What is asked:
Reproduce everything in the essay about the empty house next door from "On Buildings" down to "a half now.", word for word.

Source text:
* start *
On Buildings

The house next door to ours is empty. It sits in a great location overlooking the lake and the mountain behind it. It’s a small house with a fireplace, hardwood floors and big windows that let in lots of light. There’s about an acre of land around it with great trees and a lot of flower beds. Here, in this quiet community, it’s a peaceful looking home.  But it’s been empty for just over a year and a half now.

            The lady who used to live there is in a care home now. She’s in her mid seventies and unable to really take care of herself or maintain a rural residence anymore. She lived there a long time. She buried a husband while she was there and the house mattered to her. She loved her flower beds and she always made sure that her lawn was mowed and that the bird feeder was filled all winter long.

            Now it’s in the hands of her children and all they can do is squabble over who gets what. It’s actually up for sale and I’ve seen a few carloads of potential buyers come out to see it. It’s fallen into some disrepair. The shed roof collapsed and it needs to be rebuilt or replaced. Her car is rusting out in the breezeway and the once adored flower beds are weedy and thick with dead or dying bushes. Even the lilac bushes seem sad somehow.

            I cut the grass when it got really long this past summer. Moving across that yard felt odd knowing that the windows were empty and there was no one around to appreciate the smell of fresh cut grass and the simple joy of a well tended yard. There wasn’t going to be a long evening spent on the patio taking it all in. There wasn’t going to be a late night walk along its borders looking at the lights in the windows and that special feeling of knowing a place intimately.
* end *
Coordinate annotation records:
* start *
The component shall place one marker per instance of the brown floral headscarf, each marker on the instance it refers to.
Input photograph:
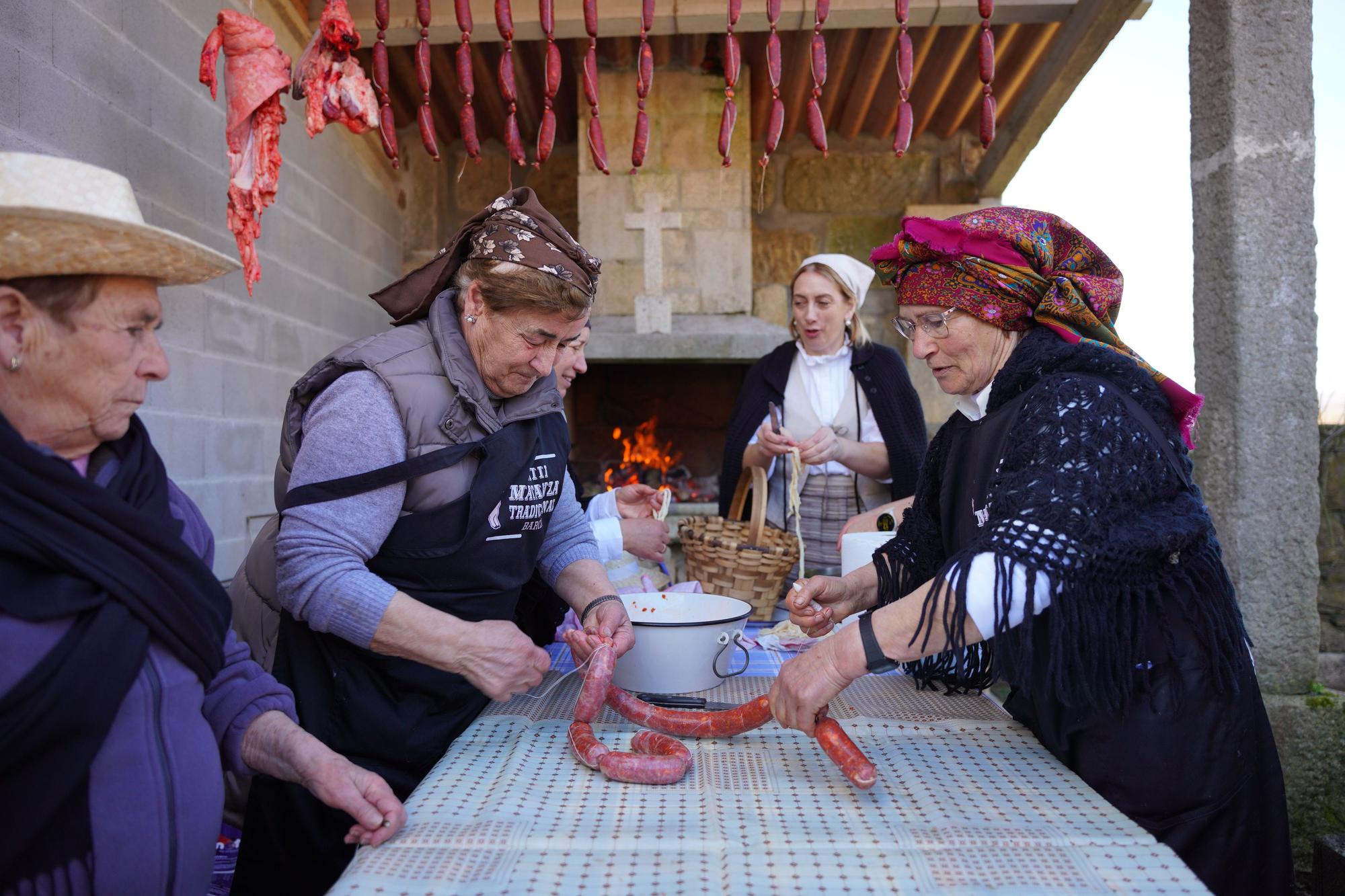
(514, 228)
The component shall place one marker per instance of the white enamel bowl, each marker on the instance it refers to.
(677, 637)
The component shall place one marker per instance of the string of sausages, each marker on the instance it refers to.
(387, 127)
(423, 115)
(644, 81)
(906, 63)
(817, 128)
(513, 139)
(657, 758)
(988, 73)
(597, 147)
(463, 58)
(732, 69)
(547, 131)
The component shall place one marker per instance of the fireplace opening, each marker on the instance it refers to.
(653, 423)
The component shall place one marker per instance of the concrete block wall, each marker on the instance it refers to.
(114, 83)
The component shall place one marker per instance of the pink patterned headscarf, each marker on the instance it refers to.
(1015, 268)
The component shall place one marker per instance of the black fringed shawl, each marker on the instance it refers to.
(883, 376)
(1077, 463)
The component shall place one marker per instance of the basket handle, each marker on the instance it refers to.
(759, 493)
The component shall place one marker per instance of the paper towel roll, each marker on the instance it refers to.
(857, 548)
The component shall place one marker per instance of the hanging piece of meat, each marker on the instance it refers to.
(256, 71)
(332, 79)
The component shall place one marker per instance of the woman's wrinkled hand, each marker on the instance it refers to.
(773, 443)
(637, 501)
(648, 538)
(806, 684)
(822, 447)
(817, 604)
(501, 661)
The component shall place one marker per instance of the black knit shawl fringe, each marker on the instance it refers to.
(1159, 567)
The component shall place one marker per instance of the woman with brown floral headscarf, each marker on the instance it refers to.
(1058, 541)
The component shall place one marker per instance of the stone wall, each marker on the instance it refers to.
(114, 83)
(1331, 540)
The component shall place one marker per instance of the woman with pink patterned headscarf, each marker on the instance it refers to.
(1058, 542)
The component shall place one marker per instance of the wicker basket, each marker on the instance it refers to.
(740, 559)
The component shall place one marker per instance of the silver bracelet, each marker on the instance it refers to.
(595, 603)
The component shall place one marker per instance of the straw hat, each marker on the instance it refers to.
(64, 217)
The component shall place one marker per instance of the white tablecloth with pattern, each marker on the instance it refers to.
(968, 802)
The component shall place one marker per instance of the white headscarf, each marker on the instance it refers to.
(853, 274)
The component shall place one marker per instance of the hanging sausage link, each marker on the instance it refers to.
(423, 115)
(732, 69)
(906, 63)
(818, 128)
(547, 131)
(463, 60)
(597, 147)
(644, 81)
(387, 127)
(513, 140)
(988, 73)
(775, 124)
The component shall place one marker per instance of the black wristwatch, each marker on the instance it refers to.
(874, 657)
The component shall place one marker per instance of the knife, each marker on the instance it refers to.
(680, 701)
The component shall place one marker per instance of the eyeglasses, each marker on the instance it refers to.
(935, 325)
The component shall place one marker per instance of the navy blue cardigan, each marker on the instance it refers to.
(883, 376)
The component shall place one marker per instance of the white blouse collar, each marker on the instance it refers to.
(814, 361)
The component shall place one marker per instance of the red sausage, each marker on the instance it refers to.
(775, 126)
(597, 681)
(727, 120)
(988, 56)
(684, 723)
(906, 120)
(817, 130)
(463, 57)
(514, 140)
(467, 123)
(587, 748)
(505, 73)
(427, 126)
(591, 77)
(843, 751)
(598, 147)
(732, 61)
(906, 61)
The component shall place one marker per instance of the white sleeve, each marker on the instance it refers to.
(870, 432)
(603, 507)
(607, 533)
(754, 440)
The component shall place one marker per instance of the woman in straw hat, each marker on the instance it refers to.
(845, 403)
(423, 482)
(1058, 541)
(122, 688)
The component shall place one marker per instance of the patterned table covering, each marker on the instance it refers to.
(968, 802)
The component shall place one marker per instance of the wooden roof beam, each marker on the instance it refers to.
(685, 17)
(1071, 54)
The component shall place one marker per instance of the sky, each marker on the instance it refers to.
(1147, 184)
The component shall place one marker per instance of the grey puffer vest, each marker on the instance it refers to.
(442, 401)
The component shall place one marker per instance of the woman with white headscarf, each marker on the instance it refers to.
(845, 401)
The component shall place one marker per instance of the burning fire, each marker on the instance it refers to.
(640, 455)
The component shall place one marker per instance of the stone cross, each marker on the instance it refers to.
(653, 309)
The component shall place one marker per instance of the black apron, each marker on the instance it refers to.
(395, 716)
(1195, 768)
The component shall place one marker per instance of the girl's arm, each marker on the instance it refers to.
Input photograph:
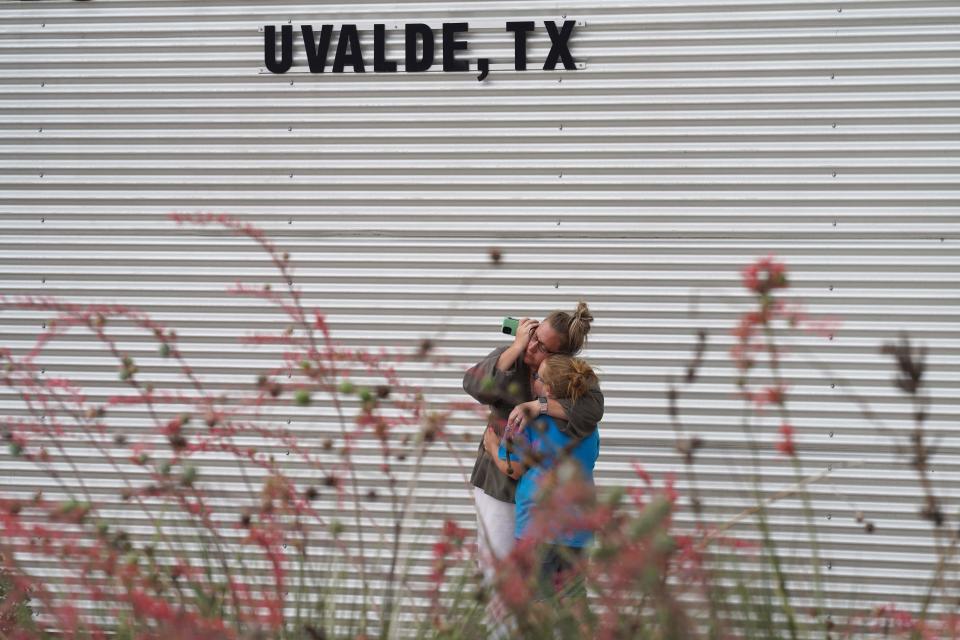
(491, 444)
* end *
Task result:
On Buildings

The house next door to ours is empty. It sits in a great location overlooking the lake and the mountain behind it. It’s a small house with a fireplace, hardwood floors and big windows that let in lots of light. There’s about an acre of land around it with great trees and a lot of flower beds. Here, in this quiet community, it’s a peaceful looking home.  But it’s been empty for just over a year and a half now.